(Work to be completed):
Count the lines in the material below that contain the string "brown" (case-sensitive), and report only that number.

(Provided entries):
** start **

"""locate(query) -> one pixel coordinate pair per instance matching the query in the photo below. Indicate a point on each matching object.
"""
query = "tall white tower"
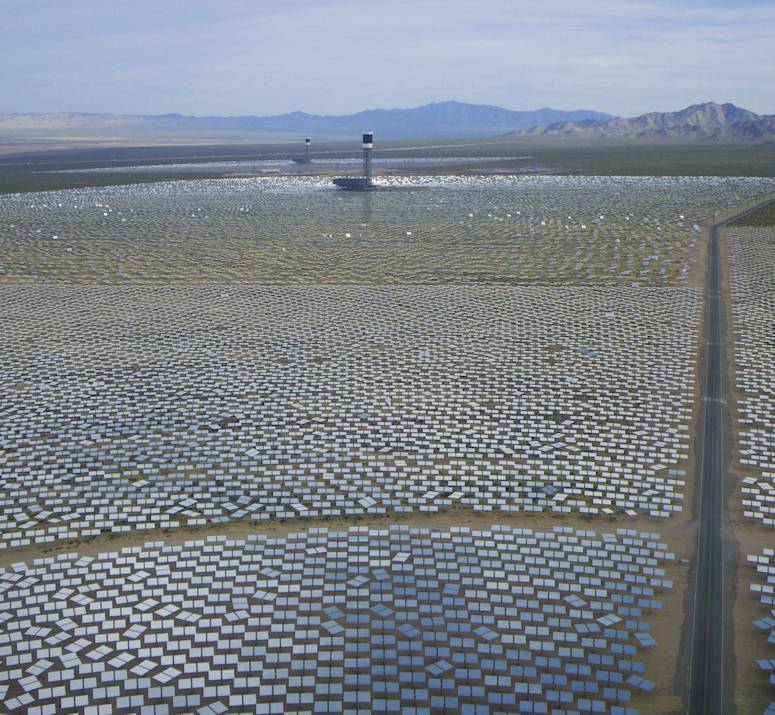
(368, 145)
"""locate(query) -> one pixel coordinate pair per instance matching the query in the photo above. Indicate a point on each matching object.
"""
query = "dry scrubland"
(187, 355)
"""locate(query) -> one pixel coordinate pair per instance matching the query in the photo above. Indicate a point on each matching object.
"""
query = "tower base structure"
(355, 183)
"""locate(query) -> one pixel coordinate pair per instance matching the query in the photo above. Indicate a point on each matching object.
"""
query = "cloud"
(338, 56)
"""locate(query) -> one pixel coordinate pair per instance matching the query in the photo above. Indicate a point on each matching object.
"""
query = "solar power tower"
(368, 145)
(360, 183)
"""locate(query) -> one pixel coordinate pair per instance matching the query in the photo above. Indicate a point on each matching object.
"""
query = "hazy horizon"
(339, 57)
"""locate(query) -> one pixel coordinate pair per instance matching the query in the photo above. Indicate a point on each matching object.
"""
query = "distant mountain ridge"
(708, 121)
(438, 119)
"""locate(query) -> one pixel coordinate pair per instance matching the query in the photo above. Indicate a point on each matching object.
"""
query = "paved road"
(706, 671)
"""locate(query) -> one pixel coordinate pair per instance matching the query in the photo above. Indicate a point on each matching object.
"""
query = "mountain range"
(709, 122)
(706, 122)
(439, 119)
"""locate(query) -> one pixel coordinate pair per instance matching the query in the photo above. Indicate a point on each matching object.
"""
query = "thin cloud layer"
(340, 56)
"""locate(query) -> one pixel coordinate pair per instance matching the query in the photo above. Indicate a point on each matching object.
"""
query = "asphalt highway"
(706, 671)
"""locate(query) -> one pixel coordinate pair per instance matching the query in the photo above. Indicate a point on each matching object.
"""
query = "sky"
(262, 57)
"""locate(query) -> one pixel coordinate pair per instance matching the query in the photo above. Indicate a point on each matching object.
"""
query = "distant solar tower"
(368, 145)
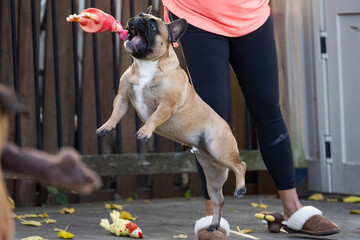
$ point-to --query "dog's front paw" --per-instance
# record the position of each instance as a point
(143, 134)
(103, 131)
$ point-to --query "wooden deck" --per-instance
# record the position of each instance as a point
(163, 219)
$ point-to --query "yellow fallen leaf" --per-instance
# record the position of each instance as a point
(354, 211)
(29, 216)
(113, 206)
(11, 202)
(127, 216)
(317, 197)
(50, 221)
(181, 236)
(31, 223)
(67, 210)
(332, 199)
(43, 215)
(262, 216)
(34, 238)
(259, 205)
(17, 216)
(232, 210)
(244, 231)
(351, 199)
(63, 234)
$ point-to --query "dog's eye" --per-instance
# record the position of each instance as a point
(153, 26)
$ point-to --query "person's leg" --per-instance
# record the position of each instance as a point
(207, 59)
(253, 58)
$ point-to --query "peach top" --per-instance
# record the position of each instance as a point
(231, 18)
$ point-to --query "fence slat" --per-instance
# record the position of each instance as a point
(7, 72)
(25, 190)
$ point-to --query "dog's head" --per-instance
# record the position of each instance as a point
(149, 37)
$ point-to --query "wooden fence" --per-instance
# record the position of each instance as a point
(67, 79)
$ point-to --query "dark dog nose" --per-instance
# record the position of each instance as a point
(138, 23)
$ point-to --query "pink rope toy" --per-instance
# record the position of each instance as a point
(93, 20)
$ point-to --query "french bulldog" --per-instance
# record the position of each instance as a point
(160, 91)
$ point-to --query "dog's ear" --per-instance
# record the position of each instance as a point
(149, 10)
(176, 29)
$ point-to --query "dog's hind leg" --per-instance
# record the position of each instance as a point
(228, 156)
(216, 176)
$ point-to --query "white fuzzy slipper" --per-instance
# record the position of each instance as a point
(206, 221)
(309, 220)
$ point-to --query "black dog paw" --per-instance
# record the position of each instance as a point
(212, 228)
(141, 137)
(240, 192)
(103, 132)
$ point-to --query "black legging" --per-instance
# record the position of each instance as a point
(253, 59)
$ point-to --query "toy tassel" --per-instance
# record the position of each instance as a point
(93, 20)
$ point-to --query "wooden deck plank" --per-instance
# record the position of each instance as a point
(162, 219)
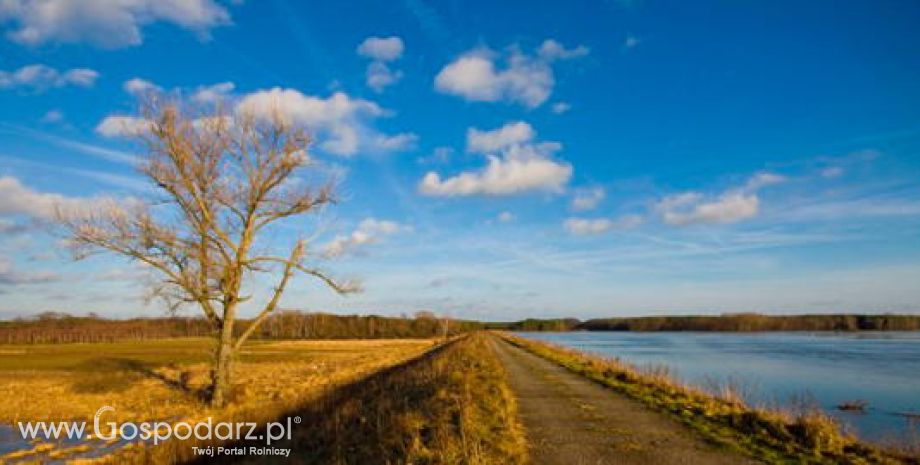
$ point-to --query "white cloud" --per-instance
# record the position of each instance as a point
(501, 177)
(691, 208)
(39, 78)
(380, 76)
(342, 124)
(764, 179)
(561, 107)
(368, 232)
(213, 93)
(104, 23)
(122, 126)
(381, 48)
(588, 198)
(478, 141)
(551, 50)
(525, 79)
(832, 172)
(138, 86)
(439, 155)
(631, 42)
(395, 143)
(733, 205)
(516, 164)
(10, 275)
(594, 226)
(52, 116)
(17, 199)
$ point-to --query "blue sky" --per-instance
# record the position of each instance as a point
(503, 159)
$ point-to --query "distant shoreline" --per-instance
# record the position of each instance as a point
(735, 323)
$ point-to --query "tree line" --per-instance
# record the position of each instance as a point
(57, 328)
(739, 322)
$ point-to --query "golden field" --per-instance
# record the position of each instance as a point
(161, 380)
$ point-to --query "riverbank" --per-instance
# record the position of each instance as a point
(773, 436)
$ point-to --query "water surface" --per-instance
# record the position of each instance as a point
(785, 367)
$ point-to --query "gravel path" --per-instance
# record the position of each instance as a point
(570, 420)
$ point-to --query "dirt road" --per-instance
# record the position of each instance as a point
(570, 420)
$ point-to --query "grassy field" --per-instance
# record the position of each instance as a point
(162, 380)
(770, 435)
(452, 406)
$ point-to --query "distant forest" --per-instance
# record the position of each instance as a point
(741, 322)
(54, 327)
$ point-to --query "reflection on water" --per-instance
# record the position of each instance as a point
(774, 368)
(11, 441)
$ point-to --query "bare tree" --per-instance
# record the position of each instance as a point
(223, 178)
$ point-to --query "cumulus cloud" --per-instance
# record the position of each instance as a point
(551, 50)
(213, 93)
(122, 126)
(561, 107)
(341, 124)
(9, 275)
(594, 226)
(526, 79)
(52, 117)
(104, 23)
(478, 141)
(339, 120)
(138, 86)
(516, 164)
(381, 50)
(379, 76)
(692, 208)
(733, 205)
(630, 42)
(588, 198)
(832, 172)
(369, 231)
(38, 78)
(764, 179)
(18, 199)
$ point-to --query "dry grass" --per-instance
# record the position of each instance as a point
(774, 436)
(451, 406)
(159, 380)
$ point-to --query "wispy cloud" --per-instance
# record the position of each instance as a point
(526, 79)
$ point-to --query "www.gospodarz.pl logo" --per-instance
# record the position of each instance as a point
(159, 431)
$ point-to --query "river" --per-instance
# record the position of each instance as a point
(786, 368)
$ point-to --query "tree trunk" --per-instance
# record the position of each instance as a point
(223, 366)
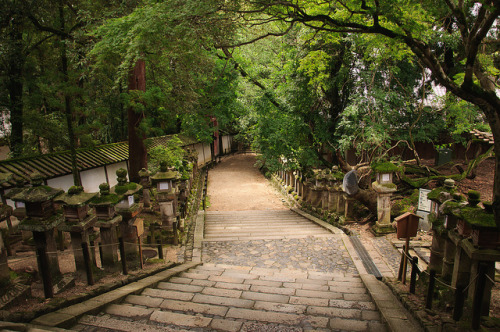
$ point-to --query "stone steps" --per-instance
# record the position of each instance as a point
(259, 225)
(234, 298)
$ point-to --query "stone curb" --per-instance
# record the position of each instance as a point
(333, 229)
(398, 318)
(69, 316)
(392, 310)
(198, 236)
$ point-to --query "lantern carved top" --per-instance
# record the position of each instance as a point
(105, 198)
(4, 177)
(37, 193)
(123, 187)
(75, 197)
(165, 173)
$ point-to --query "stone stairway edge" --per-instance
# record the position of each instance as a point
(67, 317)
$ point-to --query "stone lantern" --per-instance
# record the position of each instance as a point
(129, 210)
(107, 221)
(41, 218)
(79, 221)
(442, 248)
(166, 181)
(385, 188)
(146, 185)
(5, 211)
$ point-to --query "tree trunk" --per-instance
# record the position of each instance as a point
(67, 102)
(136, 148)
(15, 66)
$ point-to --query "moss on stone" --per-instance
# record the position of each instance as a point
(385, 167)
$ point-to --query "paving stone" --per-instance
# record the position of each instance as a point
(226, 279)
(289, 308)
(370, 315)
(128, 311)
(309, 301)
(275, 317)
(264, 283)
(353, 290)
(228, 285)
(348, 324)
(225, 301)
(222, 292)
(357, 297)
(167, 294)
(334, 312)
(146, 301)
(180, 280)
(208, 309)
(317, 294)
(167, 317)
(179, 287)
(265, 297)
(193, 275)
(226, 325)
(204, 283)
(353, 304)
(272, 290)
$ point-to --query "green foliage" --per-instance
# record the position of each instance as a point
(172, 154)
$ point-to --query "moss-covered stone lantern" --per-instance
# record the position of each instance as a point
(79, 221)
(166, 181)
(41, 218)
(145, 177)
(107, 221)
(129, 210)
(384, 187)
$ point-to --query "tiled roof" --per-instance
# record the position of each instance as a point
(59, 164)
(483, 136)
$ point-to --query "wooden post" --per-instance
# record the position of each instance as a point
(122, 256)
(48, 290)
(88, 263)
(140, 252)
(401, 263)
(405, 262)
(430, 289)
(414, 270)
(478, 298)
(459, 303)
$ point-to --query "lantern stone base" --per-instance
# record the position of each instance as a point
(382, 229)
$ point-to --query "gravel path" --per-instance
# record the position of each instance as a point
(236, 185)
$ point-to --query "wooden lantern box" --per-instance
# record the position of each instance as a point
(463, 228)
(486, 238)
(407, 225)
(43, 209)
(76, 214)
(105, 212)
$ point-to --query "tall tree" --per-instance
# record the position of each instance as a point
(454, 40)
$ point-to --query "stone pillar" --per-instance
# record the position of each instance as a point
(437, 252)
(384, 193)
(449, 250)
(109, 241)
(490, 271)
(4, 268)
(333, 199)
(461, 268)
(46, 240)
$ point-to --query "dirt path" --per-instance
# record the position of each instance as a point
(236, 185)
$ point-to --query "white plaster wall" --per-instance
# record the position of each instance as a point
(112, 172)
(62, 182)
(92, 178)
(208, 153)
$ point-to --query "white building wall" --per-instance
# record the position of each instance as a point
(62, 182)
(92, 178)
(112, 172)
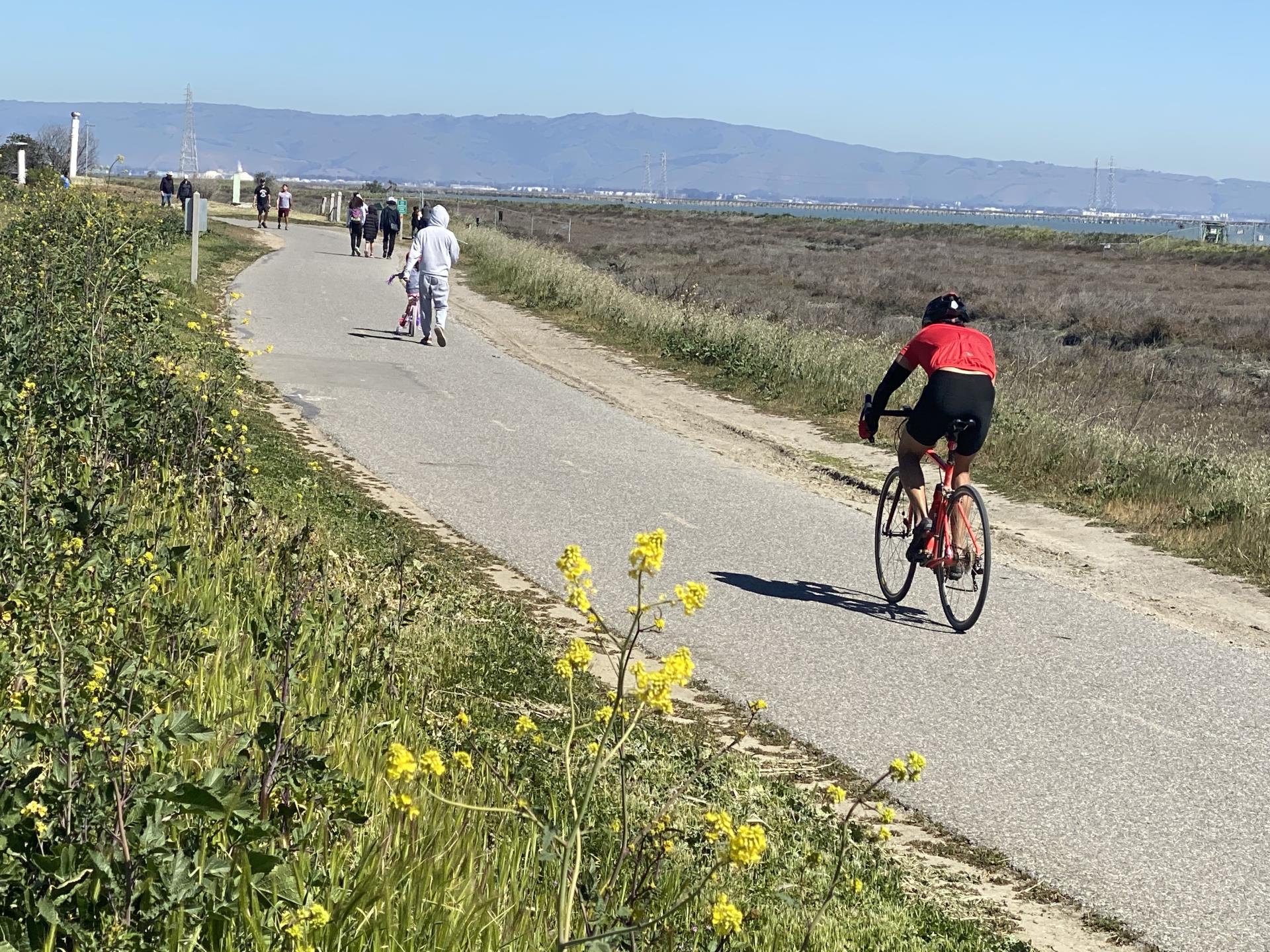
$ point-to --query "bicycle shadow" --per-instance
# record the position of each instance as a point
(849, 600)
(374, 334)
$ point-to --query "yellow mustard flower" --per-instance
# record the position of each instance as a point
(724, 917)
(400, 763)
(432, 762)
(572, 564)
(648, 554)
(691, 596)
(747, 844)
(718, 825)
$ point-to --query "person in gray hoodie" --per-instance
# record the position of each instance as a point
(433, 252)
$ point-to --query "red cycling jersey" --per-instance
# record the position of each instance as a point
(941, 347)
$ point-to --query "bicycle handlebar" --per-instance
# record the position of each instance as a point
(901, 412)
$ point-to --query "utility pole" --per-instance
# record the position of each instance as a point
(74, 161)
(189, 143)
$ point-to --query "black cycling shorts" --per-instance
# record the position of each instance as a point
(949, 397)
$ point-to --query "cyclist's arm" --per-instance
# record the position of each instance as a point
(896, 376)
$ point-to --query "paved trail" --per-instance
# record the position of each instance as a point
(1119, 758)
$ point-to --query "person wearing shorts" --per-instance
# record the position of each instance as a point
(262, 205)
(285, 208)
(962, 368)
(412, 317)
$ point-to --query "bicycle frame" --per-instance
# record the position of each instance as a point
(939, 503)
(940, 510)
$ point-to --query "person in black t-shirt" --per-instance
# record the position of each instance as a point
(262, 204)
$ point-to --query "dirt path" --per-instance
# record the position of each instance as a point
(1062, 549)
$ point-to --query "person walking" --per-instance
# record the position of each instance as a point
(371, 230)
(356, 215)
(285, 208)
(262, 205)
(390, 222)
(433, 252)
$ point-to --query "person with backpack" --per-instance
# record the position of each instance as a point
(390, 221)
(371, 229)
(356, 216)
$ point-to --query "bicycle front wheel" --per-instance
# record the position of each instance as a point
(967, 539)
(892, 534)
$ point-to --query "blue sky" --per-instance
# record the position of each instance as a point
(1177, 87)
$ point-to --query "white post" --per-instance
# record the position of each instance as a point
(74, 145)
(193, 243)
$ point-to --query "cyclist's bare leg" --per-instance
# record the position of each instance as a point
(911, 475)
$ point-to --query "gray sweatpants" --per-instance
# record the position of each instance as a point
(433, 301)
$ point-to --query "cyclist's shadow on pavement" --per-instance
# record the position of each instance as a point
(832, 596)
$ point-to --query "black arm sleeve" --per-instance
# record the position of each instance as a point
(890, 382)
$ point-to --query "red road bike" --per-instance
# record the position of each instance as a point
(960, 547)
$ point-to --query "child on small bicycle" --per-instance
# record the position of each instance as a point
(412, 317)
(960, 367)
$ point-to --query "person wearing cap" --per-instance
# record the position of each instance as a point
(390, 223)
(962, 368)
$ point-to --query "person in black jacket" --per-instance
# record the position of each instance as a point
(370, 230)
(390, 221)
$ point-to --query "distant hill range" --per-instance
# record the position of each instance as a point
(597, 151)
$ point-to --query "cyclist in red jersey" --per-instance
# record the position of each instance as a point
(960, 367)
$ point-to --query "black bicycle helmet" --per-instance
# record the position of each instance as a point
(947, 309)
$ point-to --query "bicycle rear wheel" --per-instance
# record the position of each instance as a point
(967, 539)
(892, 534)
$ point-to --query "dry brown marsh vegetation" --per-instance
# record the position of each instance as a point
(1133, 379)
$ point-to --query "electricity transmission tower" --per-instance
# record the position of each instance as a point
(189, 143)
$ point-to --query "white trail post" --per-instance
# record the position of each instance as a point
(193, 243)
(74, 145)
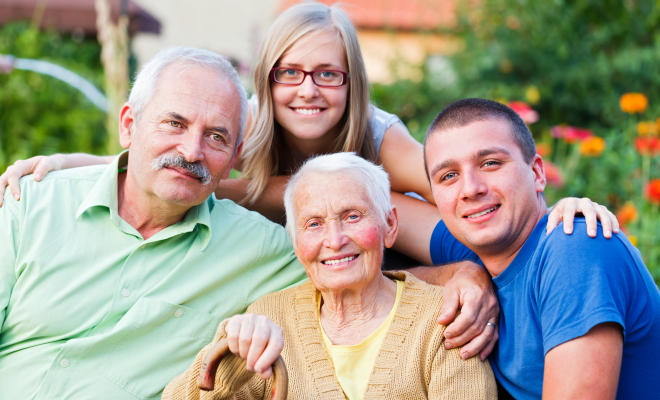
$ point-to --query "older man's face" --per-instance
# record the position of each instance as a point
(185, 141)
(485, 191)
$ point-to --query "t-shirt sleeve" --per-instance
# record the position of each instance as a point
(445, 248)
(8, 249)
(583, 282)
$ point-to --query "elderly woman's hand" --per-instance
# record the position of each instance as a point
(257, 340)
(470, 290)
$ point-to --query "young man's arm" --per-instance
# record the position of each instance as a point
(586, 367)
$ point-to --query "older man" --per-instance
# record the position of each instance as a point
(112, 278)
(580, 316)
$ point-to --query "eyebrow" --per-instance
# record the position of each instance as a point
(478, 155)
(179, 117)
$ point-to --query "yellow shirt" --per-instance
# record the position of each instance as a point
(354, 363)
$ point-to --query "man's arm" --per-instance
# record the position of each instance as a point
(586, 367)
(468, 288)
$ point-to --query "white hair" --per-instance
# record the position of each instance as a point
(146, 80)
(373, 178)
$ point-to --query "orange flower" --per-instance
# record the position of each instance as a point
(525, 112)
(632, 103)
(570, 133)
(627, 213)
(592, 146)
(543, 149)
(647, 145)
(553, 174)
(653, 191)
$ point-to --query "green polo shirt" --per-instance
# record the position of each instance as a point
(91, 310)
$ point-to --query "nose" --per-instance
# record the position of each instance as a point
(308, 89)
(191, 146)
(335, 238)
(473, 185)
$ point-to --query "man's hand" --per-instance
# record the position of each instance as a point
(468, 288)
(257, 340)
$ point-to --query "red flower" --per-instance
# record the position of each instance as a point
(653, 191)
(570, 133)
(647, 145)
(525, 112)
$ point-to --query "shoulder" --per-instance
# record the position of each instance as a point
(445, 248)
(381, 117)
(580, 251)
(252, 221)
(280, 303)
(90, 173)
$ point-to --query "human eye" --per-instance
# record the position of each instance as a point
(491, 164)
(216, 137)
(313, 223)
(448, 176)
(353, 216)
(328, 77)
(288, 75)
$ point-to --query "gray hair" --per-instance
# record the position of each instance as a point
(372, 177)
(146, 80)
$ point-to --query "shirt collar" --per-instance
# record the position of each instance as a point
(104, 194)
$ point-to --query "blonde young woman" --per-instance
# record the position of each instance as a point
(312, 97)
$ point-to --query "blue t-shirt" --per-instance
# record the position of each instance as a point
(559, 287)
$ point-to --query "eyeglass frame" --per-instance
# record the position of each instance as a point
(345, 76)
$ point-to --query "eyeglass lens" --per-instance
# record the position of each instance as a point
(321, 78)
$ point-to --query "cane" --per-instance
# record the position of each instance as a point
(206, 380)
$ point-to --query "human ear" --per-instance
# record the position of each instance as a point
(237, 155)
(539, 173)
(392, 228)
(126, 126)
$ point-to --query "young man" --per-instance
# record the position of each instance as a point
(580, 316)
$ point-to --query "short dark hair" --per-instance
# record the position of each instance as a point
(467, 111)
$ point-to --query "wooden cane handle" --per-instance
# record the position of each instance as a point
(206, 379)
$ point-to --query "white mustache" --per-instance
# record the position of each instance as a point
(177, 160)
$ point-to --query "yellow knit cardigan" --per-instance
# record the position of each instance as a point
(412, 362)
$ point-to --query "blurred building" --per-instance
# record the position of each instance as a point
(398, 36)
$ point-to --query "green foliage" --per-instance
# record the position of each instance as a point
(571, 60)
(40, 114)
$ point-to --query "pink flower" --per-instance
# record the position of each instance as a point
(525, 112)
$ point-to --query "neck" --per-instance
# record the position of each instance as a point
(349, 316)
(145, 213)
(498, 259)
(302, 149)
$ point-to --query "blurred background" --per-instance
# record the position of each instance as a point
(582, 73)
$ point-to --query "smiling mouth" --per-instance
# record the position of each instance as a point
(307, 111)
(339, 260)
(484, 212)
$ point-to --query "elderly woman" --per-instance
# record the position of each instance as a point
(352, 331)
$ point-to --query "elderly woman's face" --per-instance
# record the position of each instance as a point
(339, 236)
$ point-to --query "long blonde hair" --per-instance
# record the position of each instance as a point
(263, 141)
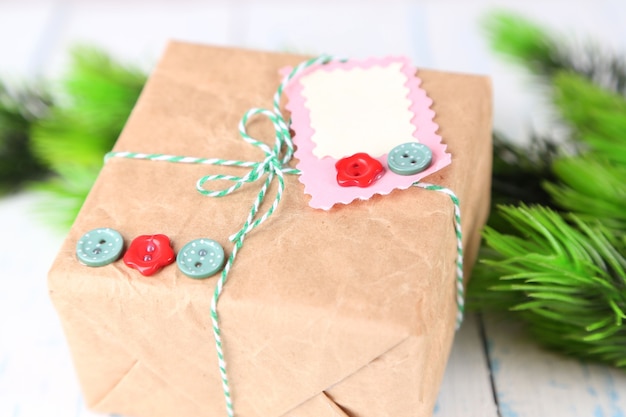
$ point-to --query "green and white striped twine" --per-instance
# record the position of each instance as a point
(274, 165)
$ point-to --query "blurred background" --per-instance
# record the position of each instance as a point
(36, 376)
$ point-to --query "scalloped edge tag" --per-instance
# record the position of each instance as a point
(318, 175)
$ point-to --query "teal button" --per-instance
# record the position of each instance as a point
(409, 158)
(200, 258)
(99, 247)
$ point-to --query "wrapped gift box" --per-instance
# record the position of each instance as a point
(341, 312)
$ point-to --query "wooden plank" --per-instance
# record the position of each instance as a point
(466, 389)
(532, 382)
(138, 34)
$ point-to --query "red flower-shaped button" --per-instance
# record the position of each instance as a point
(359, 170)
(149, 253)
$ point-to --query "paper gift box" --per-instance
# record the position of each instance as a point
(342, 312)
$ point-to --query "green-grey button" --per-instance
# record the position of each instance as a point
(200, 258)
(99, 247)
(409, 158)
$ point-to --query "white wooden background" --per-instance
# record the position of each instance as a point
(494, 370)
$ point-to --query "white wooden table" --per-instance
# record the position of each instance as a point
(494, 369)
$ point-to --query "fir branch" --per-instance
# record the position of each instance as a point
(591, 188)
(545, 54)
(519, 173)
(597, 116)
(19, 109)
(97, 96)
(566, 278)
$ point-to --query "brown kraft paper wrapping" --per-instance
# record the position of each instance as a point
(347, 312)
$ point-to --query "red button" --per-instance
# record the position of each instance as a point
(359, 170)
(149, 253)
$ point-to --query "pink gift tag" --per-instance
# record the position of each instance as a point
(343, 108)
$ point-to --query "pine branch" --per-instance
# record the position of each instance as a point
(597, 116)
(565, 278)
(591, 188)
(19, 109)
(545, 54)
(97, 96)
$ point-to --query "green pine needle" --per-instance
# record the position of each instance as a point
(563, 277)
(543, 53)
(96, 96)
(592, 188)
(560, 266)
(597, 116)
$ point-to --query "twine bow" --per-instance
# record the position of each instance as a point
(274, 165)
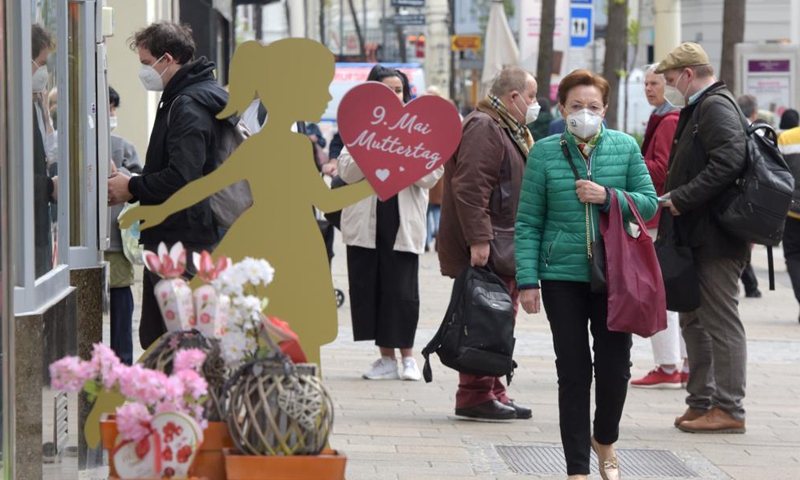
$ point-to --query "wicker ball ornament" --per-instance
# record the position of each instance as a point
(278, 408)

** end **

(Result for this task):
2